TASK GOAL: Below are some records. Count the lines with "holding" in them and give nothing but the total.

(Stored items)
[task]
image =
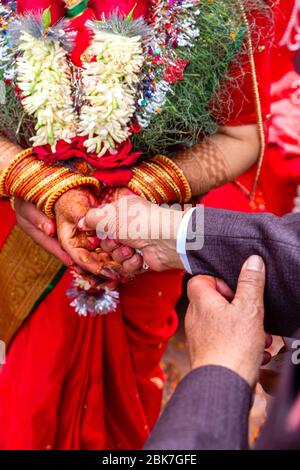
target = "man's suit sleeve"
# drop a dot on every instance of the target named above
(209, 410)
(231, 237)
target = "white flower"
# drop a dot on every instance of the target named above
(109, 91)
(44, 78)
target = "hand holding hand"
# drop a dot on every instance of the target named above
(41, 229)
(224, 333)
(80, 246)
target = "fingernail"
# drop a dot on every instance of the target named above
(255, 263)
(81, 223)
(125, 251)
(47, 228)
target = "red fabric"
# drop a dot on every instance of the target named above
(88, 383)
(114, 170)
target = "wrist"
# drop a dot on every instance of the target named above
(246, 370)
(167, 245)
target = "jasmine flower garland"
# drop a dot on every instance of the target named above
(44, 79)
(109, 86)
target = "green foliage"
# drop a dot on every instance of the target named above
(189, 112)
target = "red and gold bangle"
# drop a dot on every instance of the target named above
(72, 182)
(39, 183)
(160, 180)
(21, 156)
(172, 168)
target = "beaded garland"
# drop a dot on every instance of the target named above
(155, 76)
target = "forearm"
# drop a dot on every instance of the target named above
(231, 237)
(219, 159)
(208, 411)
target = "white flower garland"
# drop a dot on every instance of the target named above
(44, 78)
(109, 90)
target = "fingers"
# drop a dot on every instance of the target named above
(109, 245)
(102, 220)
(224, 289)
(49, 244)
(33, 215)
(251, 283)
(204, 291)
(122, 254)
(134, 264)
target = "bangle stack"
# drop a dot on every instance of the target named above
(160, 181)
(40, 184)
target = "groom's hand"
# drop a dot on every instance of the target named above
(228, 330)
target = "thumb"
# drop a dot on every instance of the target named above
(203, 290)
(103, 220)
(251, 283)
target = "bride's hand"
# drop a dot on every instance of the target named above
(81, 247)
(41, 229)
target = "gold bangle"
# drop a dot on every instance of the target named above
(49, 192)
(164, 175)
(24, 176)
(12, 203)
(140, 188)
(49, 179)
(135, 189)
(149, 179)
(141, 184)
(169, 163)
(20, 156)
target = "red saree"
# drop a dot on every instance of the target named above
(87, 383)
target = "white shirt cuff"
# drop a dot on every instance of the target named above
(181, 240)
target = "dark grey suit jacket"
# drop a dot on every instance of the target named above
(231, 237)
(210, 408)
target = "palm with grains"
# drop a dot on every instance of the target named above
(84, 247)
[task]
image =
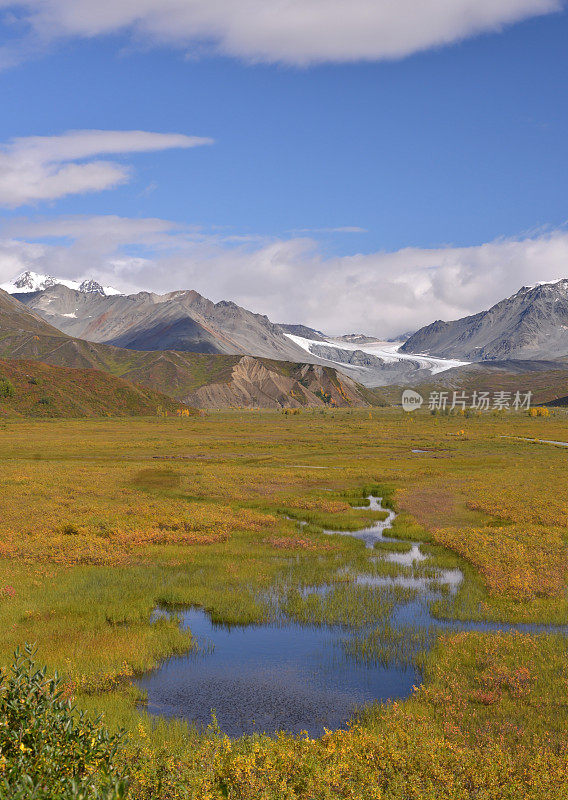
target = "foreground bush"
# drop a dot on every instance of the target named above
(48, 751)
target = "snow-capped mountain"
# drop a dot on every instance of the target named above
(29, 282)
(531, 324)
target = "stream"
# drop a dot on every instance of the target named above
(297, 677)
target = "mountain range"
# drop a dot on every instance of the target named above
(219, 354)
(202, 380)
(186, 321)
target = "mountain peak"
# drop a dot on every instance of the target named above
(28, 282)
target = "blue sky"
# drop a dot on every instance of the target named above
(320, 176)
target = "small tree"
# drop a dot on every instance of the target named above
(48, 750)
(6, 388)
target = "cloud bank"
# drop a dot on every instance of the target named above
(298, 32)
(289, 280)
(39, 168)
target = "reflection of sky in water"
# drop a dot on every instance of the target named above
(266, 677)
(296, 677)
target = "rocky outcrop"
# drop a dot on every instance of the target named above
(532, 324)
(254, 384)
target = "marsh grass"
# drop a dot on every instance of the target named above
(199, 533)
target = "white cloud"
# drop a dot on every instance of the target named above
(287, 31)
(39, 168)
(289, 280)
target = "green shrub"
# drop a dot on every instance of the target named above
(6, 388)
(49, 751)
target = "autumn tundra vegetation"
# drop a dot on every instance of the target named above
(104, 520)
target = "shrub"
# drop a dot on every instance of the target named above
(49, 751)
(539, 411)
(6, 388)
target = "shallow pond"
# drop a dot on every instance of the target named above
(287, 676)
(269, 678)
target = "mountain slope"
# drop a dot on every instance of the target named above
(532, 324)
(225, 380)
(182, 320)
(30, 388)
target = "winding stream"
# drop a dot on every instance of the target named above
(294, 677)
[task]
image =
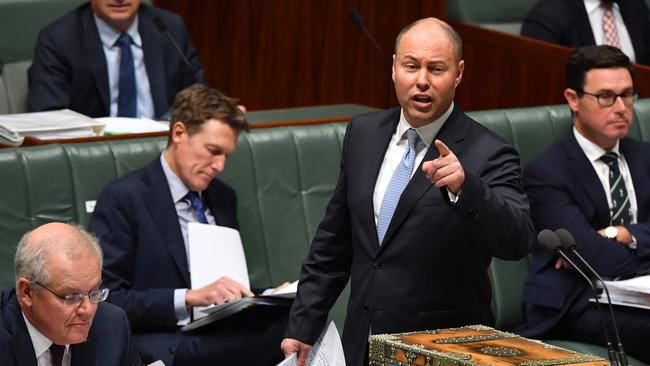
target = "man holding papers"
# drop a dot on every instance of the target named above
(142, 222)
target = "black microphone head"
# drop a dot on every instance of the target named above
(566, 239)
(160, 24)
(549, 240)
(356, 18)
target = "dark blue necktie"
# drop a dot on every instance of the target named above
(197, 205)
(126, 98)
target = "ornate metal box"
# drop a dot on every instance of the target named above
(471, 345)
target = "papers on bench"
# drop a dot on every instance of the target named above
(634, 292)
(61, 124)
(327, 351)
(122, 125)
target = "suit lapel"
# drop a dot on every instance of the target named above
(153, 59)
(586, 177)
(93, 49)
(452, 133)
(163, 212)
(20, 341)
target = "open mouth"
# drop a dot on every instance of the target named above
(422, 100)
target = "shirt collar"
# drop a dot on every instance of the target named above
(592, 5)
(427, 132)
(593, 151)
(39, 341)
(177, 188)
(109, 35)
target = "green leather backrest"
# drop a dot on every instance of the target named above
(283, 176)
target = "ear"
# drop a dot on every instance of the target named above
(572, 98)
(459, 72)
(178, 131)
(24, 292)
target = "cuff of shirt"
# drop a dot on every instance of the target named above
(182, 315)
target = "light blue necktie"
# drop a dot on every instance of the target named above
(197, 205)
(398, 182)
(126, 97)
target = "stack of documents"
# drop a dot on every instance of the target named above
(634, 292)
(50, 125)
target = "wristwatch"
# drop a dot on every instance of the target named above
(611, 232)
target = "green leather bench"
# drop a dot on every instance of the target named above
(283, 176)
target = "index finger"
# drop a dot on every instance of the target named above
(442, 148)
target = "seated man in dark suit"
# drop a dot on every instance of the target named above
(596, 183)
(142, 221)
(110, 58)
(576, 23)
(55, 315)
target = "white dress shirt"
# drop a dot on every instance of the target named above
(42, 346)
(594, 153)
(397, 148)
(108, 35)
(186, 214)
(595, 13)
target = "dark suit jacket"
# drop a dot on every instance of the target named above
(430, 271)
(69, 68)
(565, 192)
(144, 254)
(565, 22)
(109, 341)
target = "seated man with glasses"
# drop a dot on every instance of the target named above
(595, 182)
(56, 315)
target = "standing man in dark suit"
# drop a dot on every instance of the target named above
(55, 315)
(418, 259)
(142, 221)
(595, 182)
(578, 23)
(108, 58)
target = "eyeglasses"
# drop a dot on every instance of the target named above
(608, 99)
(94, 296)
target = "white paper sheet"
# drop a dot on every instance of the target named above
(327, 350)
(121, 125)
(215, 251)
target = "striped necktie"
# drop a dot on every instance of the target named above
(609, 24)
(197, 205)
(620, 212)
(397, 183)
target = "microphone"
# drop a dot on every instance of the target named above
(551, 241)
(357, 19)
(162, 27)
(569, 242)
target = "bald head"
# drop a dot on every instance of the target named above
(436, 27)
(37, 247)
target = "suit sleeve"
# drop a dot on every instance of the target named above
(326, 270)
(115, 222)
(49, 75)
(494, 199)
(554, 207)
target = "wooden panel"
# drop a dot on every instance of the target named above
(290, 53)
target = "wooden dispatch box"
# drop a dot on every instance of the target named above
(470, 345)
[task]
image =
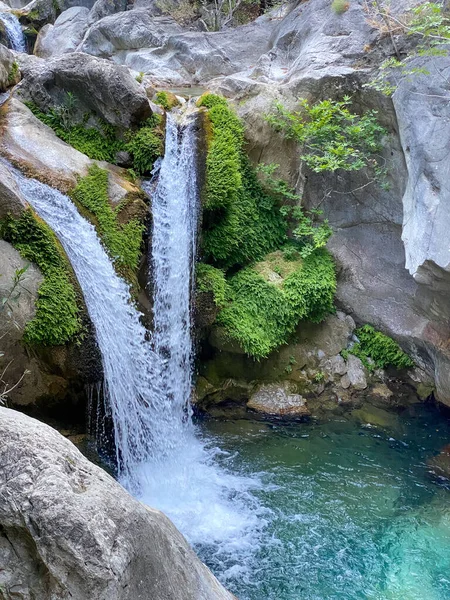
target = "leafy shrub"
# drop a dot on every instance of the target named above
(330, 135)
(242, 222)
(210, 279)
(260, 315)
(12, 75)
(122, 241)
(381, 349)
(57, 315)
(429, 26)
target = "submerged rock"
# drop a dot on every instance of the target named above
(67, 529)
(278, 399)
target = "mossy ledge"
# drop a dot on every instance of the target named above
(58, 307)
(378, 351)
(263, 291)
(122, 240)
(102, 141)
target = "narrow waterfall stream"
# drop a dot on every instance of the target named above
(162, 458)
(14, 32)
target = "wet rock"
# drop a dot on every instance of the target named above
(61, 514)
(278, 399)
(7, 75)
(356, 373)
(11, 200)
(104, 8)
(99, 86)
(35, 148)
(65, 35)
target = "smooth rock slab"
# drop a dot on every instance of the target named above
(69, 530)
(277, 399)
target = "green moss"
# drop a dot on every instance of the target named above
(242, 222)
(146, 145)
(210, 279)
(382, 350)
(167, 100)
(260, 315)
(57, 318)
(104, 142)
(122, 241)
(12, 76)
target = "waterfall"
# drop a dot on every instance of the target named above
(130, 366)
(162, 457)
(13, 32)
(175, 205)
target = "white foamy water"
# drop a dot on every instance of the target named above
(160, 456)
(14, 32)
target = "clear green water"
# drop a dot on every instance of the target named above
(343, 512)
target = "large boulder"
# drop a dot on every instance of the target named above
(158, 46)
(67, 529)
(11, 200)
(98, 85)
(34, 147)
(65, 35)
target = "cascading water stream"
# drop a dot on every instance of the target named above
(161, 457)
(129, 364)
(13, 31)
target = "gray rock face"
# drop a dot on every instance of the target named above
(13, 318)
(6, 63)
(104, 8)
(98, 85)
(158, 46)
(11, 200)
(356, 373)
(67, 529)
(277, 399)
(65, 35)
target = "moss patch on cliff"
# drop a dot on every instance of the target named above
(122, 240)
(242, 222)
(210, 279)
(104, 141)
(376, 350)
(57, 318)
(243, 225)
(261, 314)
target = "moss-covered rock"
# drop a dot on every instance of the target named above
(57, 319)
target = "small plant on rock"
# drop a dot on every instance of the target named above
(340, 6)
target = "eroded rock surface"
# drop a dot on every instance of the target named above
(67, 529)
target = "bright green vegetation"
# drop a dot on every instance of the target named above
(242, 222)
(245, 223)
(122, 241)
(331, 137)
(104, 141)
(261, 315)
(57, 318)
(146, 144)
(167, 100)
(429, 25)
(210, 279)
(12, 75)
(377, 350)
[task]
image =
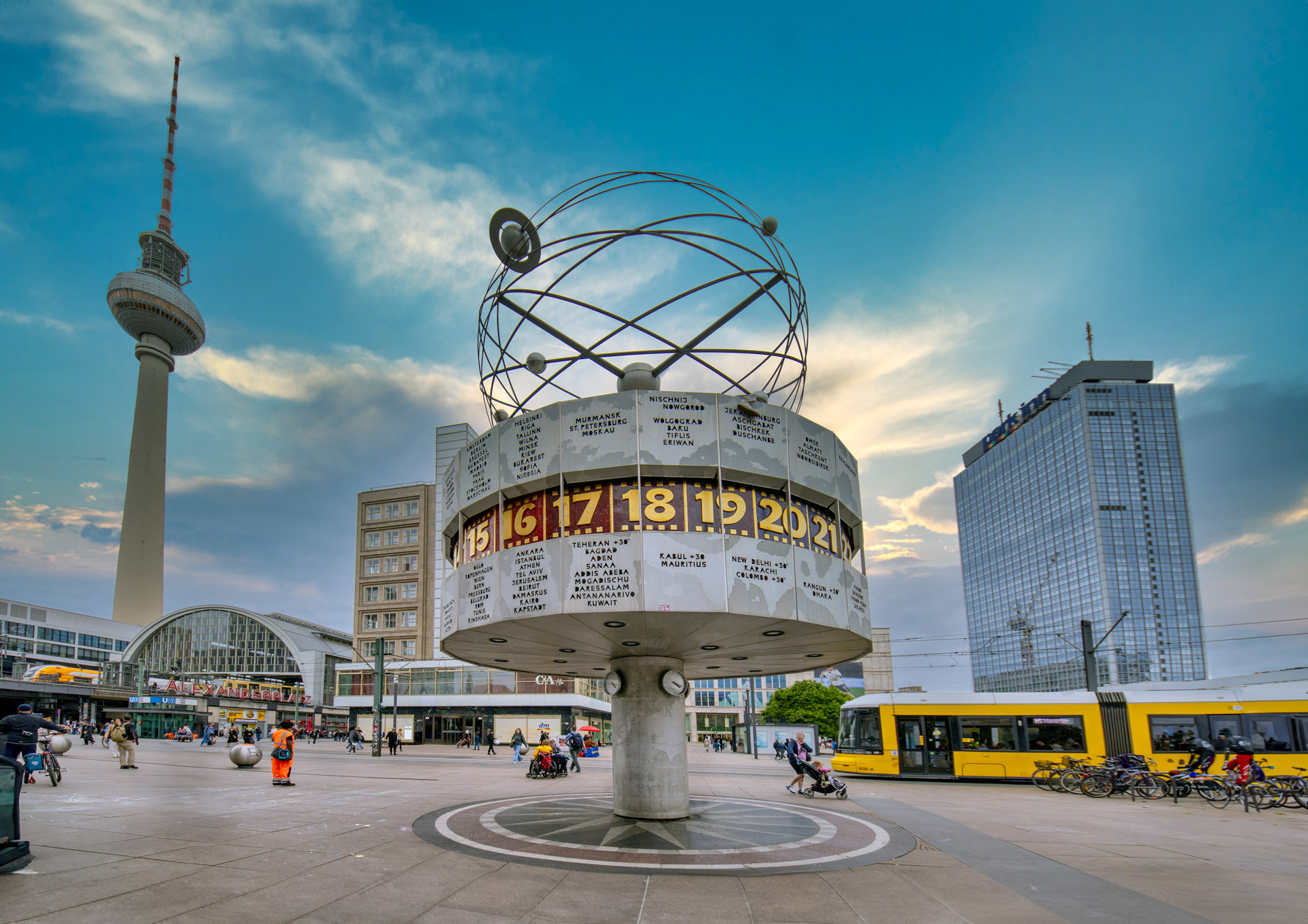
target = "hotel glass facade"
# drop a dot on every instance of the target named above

WORKED SOLUTION: 2